Please recast every line of the records below as a numbered list, omitting any blank lines.

Object position labeling records:
◇ ◇ ◇ ◇ ◇
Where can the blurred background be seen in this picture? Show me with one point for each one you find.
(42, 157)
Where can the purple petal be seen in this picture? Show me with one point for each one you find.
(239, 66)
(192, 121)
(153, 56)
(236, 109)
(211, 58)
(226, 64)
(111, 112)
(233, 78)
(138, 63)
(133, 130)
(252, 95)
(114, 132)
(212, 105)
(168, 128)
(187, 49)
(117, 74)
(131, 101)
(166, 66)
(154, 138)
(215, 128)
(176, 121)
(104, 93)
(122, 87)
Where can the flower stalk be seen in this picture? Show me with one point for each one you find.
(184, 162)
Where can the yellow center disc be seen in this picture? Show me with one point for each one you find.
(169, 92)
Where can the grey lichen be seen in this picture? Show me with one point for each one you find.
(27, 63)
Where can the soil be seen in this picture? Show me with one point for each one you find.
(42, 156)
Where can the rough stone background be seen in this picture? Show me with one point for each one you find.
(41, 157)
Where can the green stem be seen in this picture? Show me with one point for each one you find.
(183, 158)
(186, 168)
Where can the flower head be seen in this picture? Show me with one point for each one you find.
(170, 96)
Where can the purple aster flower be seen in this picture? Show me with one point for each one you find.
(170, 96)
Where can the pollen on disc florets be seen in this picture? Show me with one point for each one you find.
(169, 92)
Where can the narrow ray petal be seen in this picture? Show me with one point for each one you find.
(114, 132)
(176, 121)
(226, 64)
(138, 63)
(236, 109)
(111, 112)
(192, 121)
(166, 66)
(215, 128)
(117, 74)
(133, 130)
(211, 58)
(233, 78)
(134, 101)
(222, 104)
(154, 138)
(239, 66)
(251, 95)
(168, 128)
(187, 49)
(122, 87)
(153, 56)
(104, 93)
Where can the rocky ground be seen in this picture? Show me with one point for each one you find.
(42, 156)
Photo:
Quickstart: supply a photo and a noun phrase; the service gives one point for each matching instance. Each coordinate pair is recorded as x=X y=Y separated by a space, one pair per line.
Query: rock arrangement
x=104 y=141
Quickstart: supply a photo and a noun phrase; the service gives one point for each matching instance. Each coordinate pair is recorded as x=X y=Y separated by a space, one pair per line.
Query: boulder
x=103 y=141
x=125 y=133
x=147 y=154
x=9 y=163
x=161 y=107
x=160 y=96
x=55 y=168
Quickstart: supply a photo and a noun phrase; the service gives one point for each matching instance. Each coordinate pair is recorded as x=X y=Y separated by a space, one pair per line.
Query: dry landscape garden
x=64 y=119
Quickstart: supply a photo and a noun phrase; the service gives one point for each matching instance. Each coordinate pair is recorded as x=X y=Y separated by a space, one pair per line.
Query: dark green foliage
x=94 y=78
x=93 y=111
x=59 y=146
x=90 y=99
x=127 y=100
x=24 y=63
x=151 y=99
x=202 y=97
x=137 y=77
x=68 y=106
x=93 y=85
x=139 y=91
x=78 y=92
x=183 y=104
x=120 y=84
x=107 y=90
◇ ◇ ◇ ◇ ◇
## COMPLETED EXERCISE
1. Where can the blurred background be seen in this picture? Show me with one point for each one you find.
2. (42, 157)
3. Where can the purple petal be seen in this picture? Show me with one point for each one you find.
4. (239, 66)
5. (192, 121)
6. (153, 56)
7. (236, 109)
8. (211, 58)
9. (226, 64)
10. (111, 112)
11. (233, 78)
12. (138, 63)
13. (133, 130)
14. (252, 95)
15. (114, 132)
16. (212, 105)
17. (168, 128)
18. (187, 49)
19. (117, 74)
20. (131, 101)
21. (166, 66)
22. (154, 138)
23. (215, 128)
24. (176, 121)
25. (104, 93)
26. (122, 87)
27. Where can the flower stalk be seen in this picture? Show me with one point for each one you find.
28. (184, 162)
29. Where can the yellow center disc be seen in this picture? Show me with one point for each one you find.
30. (169, 92)
31. Where can the grey lichen be seen in this picture? Show me with one point for each one you find.
32. (27, 63)
33. Where can the soil be seen in this picture? Show me with one point for each one you find.
34. (42, 156)
35. Where can the rough stone background be seen in this picture? Show me with one point for each one you find.
36. (41, 157)
37. Where can the green stem be seen in this picture? Show me with one point for each one you find.
38. (183, 158)
39. (186, 168)
40. Where can the flower head be seen in this picture? Show me with one point for each one you find.
41. (170, 96)
42. Where can the purple aster flower be seen in this picture? Show me with one point for each one you find.
43. (170, 96)
44. Where can the pollen on disc florets be seen in this picture? Show me with one point for each one you find.
45. (169, 92)
46. Where can the narrow ray petal be seen in this picture? Show me with one point for each one you find.
47. (114, 132)
48. (176, 121)
49. (226, 64)
50. (138, 63)
51. (236, 109)
52. (111, 112)
53. (192, 121)
54. (166, 66)
55. (215, 128)
56. (117, 74)
57. (133, 130)
58. (211, 58)
59. (233, 78)
60. (134, 101)
61. (222, 104)
62. (154, 138)
63. (239, 66)
64. (251, 95)
65. (168, 128)
66. (187, 49)
67. (122, 87)
68. (153, 56)
69. (104, 93)
70. Where can the rocky ground be seen in this picture? Show me with one point for each one you find.
71. (42, 156)
72. Photo:
73. Quickstart: supply a photo and a noun phrase; the service gives one point for each matching instance. Each coordinate pair is recorded as x=X y=Y separated by a space, one pair per line.
74. Query: rock arrangement
75. x=104 y=141
76. Quickstart: supply a photo and a noun phrase; the service gives one point for each matching instance. Each coordinate pair is recorded as x=X y=Y separated by a space, one pair per line.
77. Query: boulder
78. x=103 y=141
79. x=125 y=133
80. x=147 y=154
81. x=9 y=163
82. x=161 y=107
83. x=160 y=96
84. x=55 y=168
85. Quickstart: supply a photo and a noun phrase; the service gives one point for each matching instance. Each coordinate pair is recorded as x=X y=Y separated by a space, one pair per line.
86. Query: dry landscape garden
87. x=64 y=119
88. Quickstart: supply a photo and a noun phrase; the service gives one point for each matching instance. Each coordinate pair is recorded as x=X y=Y separated by a space, one pair per line.
89. Query: dark green foliage
90. x=94 y=78
91. x=93 y=111
92. x=59 y=146
93. x=90 y=99
94. x=127 y=100
95. x=24 y=63
96. x=151 y=99
97. x=202 y=97
98. x=137 y=77
99. x=68 y=106
100. x=93 y=85
101. x=139 y=91
102. x=78 y=92
103. x=183 y=104
104. x=120 y=84
105. x=107 y=90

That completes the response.